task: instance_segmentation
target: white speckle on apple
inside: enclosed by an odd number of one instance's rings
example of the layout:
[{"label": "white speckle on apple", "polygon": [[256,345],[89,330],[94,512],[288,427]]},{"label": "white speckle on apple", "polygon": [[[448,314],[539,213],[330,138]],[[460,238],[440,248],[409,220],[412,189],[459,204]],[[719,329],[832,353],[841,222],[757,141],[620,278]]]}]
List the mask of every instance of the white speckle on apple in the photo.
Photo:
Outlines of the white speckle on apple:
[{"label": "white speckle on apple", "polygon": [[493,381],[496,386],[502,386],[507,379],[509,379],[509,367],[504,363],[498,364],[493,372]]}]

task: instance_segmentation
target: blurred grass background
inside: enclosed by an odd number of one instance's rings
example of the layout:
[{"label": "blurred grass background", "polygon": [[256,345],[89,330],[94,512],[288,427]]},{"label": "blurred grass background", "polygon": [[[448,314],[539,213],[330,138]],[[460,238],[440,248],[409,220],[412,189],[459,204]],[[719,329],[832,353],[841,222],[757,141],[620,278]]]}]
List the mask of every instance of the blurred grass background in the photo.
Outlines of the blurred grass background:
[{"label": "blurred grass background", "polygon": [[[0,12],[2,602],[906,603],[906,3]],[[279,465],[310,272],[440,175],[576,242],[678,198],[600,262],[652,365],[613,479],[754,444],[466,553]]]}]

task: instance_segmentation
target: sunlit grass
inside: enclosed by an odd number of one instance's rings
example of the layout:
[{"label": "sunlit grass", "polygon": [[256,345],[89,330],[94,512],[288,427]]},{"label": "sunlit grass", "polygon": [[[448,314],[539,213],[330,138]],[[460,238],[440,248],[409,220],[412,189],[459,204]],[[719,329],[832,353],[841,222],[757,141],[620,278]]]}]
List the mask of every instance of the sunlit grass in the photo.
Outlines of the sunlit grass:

→ What to work on
Can you reproduce all the lines above exactly, character for character?

→ Task solution
task: instance_segmentation
target: white speckle on apple
inside: enclosed by an odd number of one instance's rings
example of the layout:
[{"label": "white speckle on apple", "polygon": [[256,345],[89,330],[94,512],[288,427]]},{"label": "white speckle on apple", "polygon": [[[448,314],[539,213],[330,138]],[[460,238],[440,248],[409,220],[412,189],[459,204]],[[719,329],[832,353],[841,222],[757,141],[620,278]]]}]
List the mask of every instance of the white speckle on apple in the photo.
Photo:
Outlines of the white speckle on apple:
[{"label": "white speckle on apple", "polygon": [[493,381],[496,386],[502,386],[507,379],[509,379],[509,367],[504,363],[498,364],[493,372]]}]

task: instance_segmentation
target: blurred grass background
inside: enclosed by an odd number of one instance's rings
example of the layout:
[{"label": "blurred grass background", "polygon": [[256,345],[89,330],[94,512],[288,427]]},{"label": "blurred grass background", "polygon": [[[448,314],[539,213],[330,138]],[[460,238],[440,248],[409,220],[412,189],[459,204]],[[719,329],[832,353],[841,222],[757,141],[620,278]]]}]
List the mask of every instance of the blurred grass background in the photo.
Outlines of the blurred grass background:
[{"label": "blurred grass background", "polygon": [[[0,12],[2,602],[906,603],[906,3]],[[279,465],[310,272],[440,175],[576,242],[678,198],[600,262],[652,365],[613,479],[754,444],[466,553]]]}]

task: instance_segmentation
target: sunlit grass
inside: enclosed by an odd number of one instance's rings
example of the layout:
[{"label": "sunlit grass", "polygon": [[256,345],[89,330],[94,512],[288,427]]},{"label": "sunlit grass", "polygon": [[[448,314],[539,213],[330,138]],[[460,238],[440,248],[409,220],[412,189],[459,204]],[[719,329],[832,353],[841,222],[757,141],[620,278]]]}]
List the mask of every instance of the sunlit grass in the photo.
Outlines of the sunlit grass:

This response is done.